◆ **Given instruction**: Report how many lines of the data below contain the string "post", matching case exactly. Give only the number.
/---
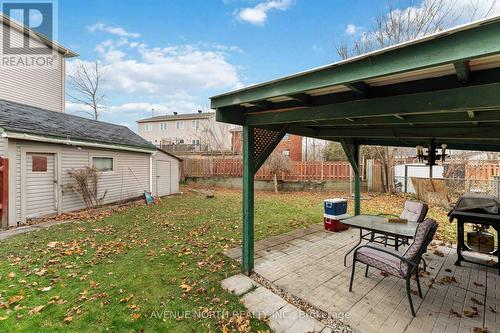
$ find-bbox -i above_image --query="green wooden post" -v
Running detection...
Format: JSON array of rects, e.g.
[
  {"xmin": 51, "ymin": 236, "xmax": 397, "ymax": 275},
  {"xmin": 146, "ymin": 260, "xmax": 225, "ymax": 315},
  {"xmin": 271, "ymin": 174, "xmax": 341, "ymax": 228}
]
[
  {"xmin": 241, "ymin": 126, "xmax": 255, "ymax": 275},
  {"xmin": 340, "ymin": 140, "xmax": 361, "ymax": 215}
]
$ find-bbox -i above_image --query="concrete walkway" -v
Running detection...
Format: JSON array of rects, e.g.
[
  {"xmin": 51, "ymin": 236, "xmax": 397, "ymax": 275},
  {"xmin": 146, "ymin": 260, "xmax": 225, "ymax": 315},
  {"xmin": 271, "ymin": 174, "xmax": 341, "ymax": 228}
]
[{"xmin": 222, "ymin": 274, "xmax": 332, "ymax": 333}]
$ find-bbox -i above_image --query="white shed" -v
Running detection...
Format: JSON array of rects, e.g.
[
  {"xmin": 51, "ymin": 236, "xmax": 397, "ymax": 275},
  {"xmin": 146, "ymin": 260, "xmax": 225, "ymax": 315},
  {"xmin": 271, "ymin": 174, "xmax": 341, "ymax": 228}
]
[{"xmin": 0, "ymin": 100, "xmax": 181, "ymax": 227}]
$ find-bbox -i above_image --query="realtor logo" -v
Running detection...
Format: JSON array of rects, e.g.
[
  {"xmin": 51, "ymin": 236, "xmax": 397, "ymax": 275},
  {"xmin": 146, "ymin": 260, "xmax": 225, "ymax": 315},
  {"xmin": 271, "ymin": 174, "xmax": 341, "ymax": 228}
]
[{"xmin": 0, "ymin": 1, "xmax": 56, "ymax": 68}]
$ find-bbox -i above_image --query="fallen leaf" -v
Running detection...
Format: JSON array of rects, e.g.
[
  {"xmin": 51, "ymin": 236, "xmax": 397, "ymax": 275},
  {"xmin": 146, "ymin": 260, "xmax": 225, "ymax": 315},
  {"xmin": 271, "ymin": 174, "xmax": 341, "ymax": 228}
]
[
  {"xmin": 28, "ymin": 305, "xmax": 45, "ymax": 316},
  {"xmin": 179, "ymin": 283, "xmax": 193, "ymax": 293},
  {"xmin": 47, "ymin": 242, "xmax": 58, "ymax": 249}
]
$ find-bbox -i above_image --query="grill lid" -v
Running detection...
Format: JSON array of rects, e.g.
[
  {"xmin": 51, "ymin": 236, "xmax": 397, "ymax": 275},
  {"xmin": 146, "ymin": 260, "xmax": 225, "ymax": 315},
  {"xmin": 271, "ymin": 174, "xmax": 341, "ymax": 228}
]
[{"xmin": 454, "ymin": 194, "xmax": 500, "ymax": 214}]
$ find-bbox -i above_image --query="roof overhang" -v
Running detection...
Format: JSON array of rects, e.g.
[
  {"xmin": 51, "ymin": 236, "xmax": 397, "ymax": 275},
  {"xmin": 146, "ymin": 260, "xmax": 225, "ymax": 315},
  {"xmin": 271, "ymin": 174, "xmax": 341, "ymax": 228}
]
[
  {"xmin": 211, "ymin": 17, "xmax": 500, "ymax": 151},
  {"xmin": 0, "ymin": 128, "xmax": 156, "ymax": 154}
]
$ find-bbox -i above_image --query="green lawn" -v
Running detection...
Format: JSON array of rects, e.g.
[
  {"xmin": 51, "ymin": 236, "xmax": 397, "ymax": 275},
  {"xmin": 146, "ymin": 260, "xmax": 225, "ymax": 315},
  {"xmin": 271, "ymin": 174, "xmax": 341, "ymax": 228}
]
[{"xmin": 0, "ymin": 188, "xmax": 453, "ymax": 332}]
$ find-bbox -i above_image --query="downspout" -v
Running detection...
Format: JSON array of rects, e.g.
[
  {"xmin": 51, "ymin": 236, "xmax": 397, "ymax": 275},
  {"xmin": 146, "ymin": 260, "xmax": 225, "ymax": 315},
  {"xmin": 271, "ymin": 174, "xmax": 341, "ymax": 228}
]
[{"xmin": 149, "ymin": 153, "xmax": 153, "ymax": 194}]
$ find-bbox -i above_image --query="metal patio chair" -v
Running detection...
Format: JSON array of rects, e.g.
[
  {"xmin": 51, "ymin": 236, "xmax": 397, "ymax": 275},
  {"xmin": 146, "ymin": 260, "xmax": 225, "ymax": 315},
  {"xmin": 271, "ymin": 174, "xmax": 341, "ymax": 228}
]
[{"xmin": 349, "ymin": 219, "xmax": 437, "ymax": 317}]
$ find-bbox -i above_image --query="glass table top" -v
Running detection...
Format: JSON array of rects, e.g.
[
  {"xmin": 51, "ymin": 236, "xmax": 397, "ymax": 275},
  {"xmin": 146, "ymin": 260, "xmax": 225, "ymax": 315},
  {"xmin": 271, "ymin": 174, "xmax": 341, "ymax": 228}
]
[{"xmin": 341, "ymin": 215, "xmax": 418, "ymax": 238}]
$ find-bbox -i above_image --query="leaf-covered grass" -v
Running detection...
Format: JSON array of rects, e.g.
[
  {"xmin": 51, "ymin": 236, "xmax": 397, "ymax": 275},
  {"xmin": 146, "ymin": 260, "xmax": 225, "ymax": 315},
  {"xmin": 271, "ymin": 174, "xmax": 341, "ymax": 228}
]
[{"xmin": 0, "ymin": 188, "xmax": 454, "ymax": 332}]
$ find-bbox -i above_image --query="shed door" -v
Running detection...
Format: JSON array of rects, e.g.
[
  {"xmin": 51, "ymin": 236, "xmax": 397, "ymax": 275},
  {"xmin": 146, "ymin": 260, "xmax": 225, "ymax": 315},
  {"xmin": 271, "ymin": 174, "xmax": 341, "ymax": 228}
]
[
  {"xmin": 155, "ymin": 161, "xmax": 171, "ymax": 196},
  {"xmin": 26, "ymin": 153, "xmax": 57, "ymax": 218}
]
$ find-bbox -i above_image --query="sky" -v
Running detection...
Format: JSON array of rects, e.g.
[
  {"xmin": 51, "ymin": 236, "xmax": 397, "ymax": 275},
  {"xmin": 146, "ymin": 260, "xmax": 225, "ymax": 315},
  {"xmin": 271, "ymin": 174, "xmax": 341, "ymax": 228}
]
[{"xmin": 41, "ymin": 0, "xmax": 498, "ymax": 130}]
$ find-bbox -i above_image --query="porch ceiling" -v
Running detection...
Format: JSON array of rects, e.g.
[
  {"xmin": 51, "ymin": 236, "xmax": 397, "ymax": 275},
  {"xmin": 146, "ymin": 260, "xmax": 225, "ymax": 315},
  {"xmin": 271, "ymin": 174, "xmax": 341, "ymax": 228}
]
[{"xmin": 211, "ymin": 17, "xmax": 500, "ymax": 151}]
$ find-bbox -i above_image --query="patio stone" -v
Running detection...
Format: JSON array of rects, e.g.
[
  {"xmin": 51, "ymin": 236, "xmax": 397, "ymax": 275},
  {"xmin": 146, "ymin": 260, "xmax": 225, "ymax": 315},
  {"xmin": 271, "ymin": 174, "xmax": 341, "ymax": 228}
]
[
  {"xmin": 222, "ymin": 224, "xmax": 500, "ymax": 333},
  {"xmin": 241, "ymin": 287, "xmax": 288, "ymax": 319},
  {"xmin": 221, "ymin": 274, "xmax": 259, "ymax": 296}
]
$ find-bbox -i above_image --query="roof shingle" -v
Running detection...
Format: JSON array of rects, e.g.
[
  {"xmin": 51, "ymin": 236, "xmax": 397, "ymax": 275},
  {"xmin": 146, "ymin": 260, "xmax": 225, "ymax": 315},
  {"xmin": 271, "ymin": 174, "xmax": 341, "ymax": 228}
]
[{"xmin": 0, "ymin": 100, "xmax": 156, "ymax": 149}]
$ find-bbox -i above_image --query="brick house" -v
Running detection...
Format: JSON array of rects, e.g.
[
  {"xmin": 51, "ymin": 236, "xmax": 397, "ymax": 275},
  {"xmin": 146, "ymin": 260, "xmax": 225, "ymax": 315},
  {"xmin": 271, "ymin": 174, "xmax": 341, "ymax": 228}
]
[{"xmin": 231, "ymin": 128, "xmax": 303, "ymax": 162}]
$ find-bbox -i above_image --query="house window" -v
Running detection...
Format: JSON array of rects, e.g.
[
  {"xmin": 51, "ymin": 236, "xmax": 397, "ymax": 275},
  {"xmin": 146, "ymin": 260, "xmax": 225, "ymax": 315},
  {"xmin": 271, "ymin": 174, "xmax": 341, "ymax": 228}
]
[
  {"xmin": 92, "ymin": 157, "xmax": 115, "ymax": 171},
  {"xmin": 31, "ymin": 156, "xmax": 47, "ymax": 172}
]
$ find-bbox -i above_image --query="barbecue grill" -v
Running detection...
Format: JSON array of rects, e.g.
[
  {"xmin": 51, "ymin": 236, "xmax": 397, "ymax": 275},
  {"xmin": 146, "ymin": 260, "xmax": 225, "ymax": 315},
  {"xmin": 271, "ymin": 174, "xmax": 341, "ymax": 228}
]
[{"xmin": 448, "ymin": 194, "xmax": 500, "ymax": 275}]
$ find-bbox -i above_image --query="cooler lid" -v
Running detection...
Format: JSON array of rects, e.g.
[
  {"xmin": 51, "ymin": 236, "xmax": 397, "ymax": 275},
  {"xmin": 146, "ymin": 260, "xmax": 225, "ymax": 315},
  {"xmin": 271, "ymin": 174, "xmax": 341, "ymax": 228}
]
[{"xmin": 325, "ymin": 198, "xmax": 347, "ymax": 203}]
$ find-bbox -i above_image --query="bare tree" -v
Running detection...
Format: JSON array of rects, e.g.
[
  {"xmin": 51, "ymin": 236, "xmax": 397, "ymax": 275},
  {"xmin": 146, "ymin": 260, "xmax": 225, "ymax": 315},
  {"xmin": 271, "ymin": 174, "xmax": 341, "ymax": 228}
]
[
  {"xmin": 336, "ymin": 0, "xmax": 496, "ymax": 192},
  {"xmin": 336, "ymin": 0, "xmax": 497, "ymax": 59},
  {"xmin": 68, "ymin": 61, "xmax": 106, "ymax": 120}
]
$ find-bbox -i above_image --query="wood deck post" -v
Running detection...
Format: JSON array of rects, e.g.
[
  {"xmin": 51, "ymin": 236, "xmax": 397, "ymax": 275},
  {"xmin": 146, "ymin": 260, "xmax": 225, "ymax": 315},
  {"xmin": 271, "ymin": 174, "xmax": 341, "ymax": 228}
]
[
  {"xmin": 341, "ymin": 140, "xmax": 361, "ymax": 215},
  {"xmin": 241, "ymin": 126, "xmax": 255, "ymax": 275}
]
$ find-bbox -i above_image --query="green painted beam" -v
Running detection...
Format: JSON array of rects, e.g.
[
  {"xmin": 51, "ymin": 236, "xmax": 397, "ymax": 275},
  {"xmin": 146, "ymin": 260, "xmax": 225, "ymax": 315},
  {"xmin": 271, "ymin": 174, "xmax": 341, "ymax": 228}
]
\---
◆ **Written response**: 2